*TO DO:* Return the line that contains "find submerged rock" plus every line after it to the end of the entries below, exactly as given, and stop there.

*INFORMATION SUPPLIED:*
----

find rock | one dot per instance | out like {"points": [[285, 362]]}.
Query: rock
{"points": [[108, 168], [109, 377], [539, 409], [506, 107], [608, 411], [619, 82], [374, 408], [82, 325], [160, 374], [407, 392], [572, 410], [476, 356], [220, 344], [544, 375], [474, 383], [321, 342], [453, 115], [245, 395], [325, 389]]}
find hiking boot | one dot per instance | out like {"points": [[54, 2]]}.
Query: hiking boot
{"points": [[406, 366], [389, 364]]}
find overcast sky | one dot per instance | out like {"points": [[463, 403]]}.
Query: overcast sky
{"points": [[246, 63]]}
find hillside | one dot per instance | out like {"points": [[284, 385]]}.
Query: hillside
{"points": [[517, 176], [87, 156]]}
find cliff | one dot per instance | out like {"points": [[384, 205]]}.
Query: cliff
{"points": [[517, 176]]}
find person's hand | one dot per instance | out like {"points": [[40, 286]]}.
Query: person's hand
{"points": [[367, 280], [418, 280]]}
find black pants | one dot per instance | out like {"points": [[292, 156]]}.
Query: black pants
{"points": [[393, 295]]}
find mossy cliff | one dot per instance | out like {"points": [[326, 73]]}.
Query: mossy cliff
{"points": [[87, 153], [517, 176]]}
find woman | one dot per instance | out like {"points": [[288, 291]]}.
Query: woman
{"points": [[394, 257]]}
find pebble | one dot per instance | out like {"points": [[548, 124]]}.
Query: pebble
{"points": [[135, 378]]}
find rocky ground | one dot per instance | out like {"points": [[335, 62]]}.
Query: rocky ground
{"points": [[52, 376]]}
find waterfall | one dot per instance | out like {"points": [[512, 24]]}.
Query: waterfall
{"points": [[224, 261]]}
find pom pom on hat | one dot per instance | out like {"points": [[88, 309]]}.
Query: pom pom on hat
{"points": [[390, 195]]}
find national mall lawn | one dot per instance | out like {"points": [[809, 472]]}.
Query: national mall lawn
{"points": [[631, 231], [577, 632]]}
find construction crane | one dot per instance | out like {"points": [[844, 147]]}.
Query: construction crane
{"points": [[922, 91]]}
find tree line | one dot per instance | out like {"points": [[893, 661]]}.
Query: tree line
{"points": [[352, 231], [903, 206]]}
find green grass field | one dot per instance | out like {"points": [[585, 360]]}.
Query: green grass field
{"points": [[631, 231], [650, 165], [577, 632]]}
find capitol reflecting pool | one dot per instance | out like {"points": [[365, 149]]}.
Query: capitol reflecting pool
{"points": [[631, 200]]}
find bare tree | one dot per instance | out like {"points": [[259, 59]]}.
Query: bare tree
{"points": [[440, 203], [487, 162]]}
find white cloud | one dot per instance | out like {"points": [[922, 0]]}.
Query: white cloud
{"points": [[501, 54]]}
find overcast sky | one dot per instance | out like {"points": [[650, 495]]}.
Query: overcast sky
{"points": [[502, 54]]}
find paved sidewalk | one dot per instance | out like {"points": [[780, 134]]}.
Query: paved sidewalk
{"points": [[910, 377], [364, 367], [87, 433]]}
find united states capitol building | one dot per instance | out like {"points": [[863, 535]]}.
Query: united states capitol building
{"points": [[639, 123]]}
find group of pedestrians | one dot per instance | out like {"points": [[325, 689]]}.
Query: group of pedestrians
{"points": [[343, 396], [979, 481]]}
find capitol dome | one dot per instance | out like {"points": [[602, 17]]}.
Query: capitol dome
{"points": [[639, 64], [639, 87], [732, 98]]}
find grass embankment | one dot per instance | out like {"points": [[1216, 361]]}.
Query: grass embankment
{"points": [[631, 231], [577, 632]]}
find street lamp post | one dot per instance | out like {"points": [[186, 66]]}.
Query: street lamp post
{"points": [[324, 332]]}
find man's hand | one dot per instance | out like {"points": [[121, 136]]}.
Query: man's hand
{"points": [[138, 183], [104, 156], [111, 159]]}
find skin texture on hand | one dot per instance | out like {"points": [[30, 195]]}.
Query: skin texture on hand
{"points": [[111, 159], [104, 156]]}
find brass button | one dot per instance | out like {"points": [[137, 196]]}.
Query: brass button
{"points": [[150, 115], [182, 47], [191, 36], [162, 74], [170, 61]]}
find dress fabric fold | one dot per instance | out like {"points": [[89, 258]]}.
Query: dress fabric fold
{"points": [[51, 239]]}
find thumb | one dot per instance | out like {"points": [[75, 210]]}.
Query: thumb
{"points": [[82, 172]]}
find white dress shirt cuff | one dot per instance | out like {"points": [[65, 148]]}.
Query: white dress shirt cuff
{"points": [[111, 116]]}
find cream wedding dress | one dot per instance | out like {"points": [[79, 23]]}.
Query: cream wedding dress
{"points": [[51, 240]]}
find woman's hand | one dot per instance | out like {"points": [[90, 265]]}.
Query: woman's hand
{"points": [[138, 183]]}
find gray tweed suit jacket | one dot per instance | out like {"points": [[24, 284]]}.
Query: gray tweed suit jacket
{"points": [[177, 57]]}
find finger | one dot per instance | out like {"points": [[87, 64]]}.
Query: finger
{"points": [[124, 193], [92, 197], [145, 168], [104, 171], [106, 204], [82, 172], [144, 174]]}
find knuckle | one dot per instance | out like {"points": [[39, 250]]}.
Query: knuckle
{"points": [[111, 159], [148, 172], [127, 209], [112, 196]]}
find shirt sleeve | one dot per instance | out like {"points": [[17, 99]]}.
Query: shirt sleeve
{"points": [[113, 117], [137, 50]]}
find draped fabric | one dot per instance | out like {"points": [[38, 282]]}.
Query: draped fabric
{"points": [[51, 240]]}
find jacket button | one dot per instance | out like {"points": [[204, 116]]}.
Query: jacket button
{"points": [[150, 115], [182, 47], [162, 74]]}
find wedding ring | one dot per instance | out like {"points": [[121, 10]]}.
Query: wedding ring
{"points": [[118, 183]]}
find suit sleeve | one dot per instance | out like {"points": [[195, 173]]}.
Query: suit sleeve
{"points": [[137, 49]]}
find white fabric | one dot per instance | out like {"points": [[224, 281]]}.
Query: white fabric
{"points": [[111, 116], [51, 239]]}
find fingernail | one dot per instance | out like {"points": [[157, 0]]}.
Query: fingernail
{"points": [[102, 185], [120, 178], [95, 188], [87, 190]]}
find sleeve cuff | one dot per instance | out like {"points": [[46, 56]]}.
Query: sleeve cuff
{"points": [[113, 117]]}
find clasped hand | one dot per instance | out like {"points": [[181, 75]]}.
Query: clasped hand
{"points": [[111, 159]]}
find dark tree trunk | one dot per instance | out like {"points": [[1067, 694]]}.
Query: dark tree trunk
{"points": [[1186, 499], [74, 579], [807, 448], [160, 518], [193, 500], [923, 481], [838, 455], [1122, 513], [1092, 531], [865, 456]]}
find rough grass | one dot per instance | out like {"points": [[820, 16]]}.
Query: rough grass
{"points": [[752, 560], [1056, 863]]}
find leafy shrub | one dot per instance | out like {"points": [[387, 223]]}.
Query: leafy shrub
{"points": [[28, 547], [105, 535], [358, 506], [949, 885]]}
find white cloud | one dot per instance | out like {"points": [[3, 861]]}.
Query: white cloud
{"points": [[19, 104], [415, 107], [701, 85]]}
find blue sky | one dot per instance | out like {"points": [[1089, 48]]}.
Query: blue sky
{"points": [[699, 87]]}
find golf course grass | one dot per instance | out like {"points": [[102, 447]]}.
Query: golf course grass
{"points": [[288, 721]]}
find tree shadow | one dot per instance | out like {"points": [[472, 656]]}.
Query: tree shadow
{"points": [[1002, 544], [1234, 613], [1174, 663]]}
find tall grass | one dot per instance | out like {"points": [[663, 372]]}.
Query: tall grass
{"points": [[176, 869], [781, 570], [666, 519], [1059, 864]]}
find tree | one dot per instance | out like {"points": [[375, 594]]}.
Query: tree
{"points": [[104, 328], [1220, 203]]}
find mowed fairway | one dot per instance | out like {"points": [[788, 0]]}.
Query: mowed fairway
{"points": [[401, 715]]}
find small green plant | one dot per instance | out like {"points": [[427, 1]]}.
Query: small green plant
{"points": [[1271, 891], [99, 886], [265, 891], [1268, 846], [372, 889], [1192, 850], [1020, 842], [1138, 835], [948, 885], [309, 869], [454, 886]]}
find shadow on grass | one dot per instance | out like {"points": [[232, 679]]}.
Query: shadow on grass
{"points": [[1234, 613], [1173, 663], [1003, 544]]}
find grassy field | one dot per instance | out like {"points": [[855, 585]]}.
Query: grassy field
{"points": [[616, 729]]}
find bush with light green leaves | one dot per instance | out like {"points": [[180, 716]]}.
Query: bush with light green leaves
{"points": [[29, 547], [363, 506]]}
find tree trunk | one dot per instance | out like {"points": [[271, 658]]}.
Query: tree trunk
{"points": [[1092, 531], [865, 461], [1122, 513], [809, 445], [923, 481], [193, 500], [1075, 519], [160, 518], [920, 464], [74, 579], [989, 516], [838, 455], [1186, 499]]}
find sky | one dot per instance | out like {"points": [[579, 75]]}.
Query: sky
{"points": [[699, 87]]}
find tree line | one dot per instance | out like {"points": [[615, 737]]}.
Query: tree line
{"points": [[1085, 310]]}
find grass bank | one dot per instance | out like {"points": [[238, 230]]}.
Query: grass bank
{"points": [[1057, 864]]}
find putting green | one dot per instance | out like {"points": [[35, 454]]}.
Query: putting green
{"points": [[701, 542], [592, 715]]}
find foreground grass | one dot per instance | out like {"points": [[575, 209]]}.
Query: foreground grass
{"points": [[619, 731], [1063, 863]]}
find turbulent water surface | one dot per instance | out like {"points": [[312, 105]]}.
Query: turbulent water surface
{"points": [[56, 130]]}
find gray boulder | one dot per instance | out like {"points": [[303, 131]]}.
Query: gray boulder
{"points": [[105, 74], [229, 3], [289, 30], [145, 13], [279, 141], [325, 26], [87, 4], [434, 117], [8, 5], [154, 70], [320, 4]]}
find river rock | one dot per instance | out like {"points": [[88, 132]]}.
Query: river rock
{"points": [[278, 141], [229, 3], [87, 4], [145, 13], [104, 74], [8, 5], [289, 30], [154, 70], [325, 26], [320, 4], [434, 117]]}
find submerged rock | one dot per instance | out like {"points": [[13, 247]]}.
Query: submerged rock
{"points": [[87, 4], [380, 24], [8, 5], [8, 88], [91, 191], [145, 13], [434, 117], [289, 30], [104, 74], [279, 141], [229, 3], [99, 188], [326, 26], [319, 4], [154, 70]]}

----

*ANSWER TO THE PROBLEM:*
find submerged rock | one dot per instance | out like {"points": [[13, 247]]}.
Query: submerged rock
{"points": [[87, 4], [380, 24], [8, 5], [8, 88], [91, 191], [145, 13], [434, 117], [289, 30], [104, 74], [279, 141], [229, 3], [99, 188], [326, 26], [319, 4], [154, 70]]}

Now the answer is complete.